--- BEGIN READING PASSAGE ---
Shasta is not just a drink

One of the main attractions around the Shasta area for us was Mount Shasta. I had heard various feedback on this mountain: it was a dormant volcano, it was a place of spiritual healing, it was majestic. I also know that I drank Shasta soda at some point when I was growing up.

Traveling with Umma and Apa provided me with insight into their idiosyncrasies. Apa doesn’t say much while I drive. I don’t know if he’s bored or content. Uma on the other hand, is quite engaged. When she senses potential danger (i.e., a car next to us changes lanes), she braces herself and grips the door handle.

Before heading on to I5, I stopped by the local gas station to wash the dead bugs off the windshield. I didn’t fill up since I had 145 miles left to go in the tank. Umma asked why I didn’t get fuel because she was sure the gas station owners were hoping I would buy gas.

We got onto I5 and drove 45 miles the little town near Mount Shasta. I saw a sign that read, “Mount Shasta 14 miles.” We meandered along the road and eventually saw the official national park sign that welcomed us to Shasta-Trinity National Forest.

The Touareg hauled up the road. My ears popped, Butters slept in the back and Umma started her intermittent handle-gripping exercise. Apa was silent in the backseat. As the road narrowed, I could see we were high…really high and there was no rail to keep us from falling off the side of the mountain. As I was thinking this horrendous thought, Umma said, “In Korea, during my trip [in October], we all went up a very tall mountain outside of Seoul. There was a one-way road that tour buses had to share. The buses were timed. If one was going up the mountain at a scheduled time, the other knew to stop and wait for the oncoming bus to pass.” Umma continued in Korean. “There were no guard rails and the bus drivers were driving up the winding narrow road so fast, I got car sick. I thought we were all going to fall off the mountain.”
--- END READING PASSAGE ---
▸ **YOUR TASKS**
1: The Mount Shasta post lists several things the narrator had heard about the mountain. Name all of them.
2: According to the Mount Shasta post, how many miles did the narrator have left in the tank when choosing not to fill up at the gas station?
The entries that follow are separate material, unrelated to the Mount Shasta post.
--- BEGIN DATA EXCERPTS ---
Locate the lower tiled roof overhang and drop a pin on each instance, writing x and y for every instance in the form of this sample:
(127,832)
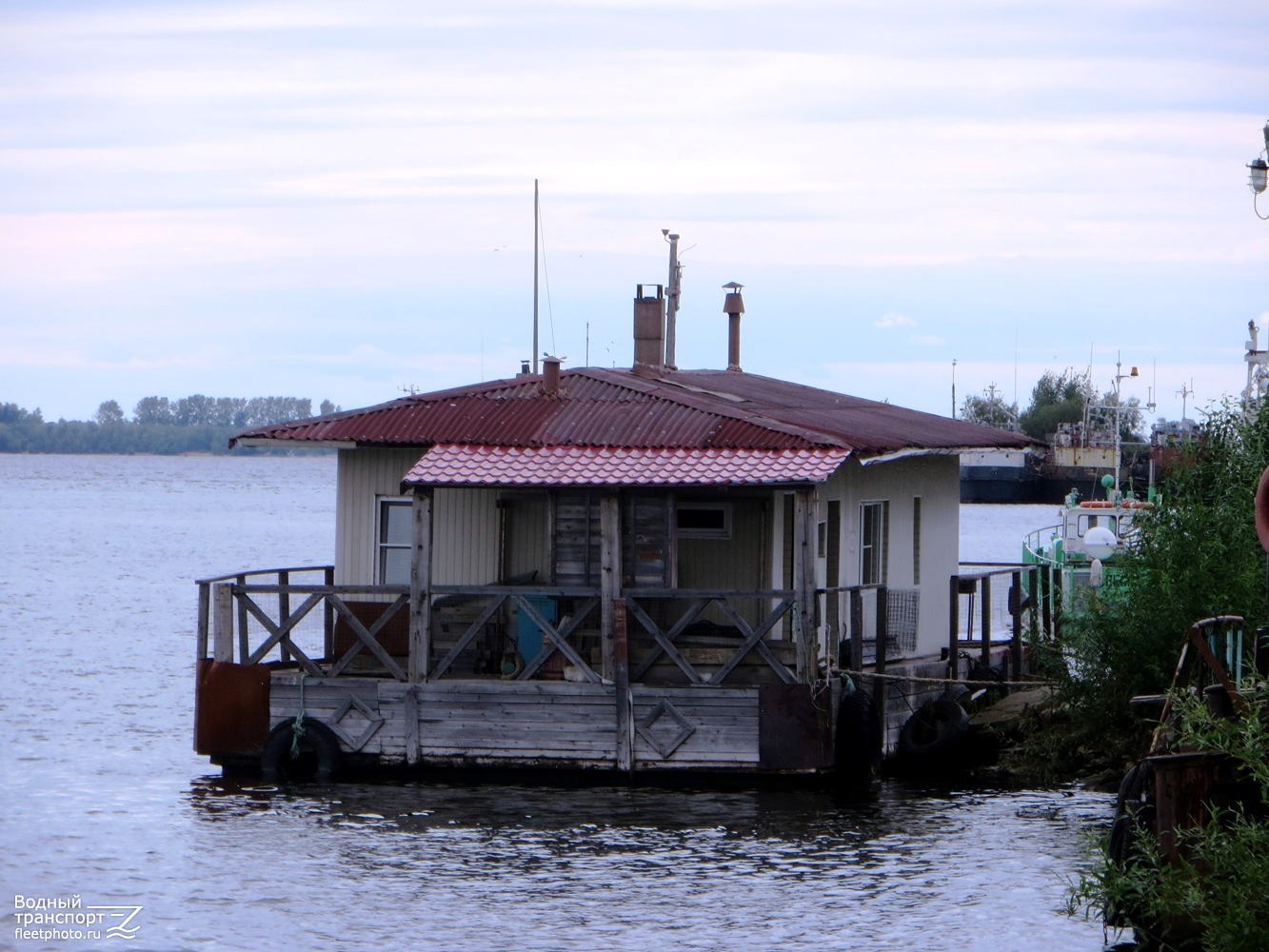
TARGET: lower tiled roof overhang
(462,465)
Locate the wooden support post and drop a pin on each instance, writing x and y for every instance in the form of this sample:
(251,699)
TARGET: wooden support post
(1033,588)
(881,685)
(328,616)
(420,586)
(1016,647)
(609,577)
(205,623)
(283,608)
(803,585)
(412,743)
(625,753)
(1046,601)
(222,623)
(244,645)
(857,630)
(985,651)
(1058,605)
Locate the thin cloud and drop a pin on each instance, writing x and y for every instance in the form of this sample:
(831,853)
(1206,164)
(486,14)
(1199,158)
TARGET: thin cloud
(895,320)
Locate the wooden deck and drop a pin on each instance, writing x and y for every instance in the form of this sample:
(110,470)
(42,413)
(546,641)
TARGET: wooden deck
(656,697)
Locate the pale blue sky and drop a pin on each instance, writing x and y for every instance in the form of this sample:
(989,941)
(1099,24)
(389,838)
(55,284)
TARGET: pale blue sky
(334,200)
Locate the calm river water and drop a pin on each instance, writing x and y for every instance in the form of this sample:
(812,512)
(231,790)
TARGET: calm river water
(103,799)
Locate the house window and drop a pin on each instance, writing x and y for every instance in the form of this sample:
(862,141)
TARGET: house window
(873,531)
(393,545)
(704,521)
(917,540)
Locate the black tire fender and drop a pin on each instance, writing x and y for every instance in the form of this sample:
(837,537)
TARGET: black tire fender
(936,729)
(857,748)
(319,750)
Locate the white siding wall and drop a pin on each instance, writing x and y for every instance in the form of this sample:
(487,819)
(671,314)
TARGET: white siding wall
(465,532)
(937,480)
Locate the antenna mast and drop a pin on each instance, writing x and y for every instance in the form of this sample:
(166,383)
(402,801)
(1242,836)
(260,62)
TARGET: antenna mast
(534,276)
(671,297)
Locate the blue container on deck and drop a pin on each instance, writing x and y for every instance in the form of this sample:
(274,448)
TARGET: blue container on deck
(528,634)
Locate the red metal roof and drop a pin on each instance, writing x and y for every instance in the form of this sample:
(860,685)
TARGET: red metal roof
(617,466)
(664,409)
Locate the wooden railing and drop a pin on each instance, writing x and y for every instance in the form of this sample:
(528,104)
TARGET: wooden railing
(753,638)
(271,617)
(1035,594)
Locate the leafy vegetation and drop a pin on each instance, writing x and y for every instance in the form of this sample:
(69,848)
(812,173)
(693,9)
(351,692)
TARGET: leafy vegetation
(1212,891)
(1197,556)
(990,410)
(1056,399)
(193,425)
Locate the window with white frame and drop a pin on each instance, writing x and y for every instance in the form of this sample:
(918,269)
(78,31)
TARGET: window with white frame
(393,541)
(704,520)
(873,539)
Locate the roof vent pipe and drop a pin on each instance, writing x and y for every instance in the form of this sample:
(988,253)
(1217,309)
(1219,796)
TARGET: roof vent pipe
(648,327)
(734,307)
(551,375)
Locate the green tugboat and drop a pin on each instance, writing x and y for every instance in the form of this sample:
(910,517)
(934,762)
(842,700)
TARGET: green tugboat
(1085,543)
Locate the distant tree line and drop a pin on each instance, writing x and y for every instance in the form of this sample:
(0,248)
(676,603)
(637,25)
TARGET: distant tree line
(1059,399)
(193,425)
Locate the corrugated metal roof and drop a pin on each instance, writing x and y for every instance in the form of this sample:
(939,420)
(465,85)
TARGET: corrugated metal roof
(669,409)
(618,466)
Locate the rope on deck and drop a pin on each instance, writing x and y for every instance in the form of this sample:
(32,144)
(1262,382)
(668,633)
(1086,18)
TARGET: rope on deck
(297,726)
(953,681)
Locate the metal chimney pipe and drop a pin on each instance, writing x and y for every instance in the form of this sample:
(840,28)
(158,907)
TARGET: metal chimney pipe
(734,307)
(671,297)
(551,375)
(648,327)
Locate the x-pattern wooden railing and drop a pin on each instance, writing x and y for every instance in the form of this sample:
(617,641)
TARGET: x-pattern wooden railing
(366,639)
(753,638)
(555,635)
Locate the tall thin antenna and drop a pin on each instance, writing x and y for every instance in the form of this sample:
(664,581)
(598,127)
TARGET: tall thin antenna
(671,303)
(534,276)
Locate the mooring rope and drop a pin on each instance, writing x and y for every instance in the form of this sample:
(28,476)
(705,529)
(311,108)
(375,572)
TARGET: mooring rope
(297,725)
(952,681)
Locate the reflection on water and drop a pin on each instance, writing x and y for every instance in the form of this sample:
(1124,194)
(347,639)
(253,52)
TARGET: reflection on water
(647,868)
(102,796)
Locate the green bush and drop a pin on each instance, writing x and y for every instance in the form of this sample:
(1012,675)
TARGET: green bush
(1197,556)
(1214,894)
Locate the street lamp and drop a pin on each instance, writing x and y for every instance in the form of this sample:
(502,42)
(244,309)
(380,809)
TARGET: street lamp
(1120,376)
(1259,178)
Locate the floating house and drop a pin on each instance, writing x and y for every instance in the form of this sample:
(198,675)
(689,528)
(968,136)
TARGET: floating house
(636,570)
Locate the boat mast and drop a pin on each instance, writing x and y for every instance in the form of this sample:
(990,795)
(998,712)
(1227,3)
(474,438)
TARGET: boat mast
(534,276)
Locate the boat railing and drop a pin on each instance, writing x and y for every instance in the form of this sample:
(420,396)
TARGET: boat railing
(1039,545)
(1010,604)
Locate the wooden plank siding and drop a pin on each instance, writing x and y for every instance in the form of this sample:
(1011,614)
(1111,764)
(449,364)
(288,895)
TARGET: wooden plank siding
(528,724)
--- END DATA EXCERPTS ---
▸ **ANSWER SET**
1: It was a dormant volcano, it was a place of spiritual healing, and it was majestic.

2: 145 miles.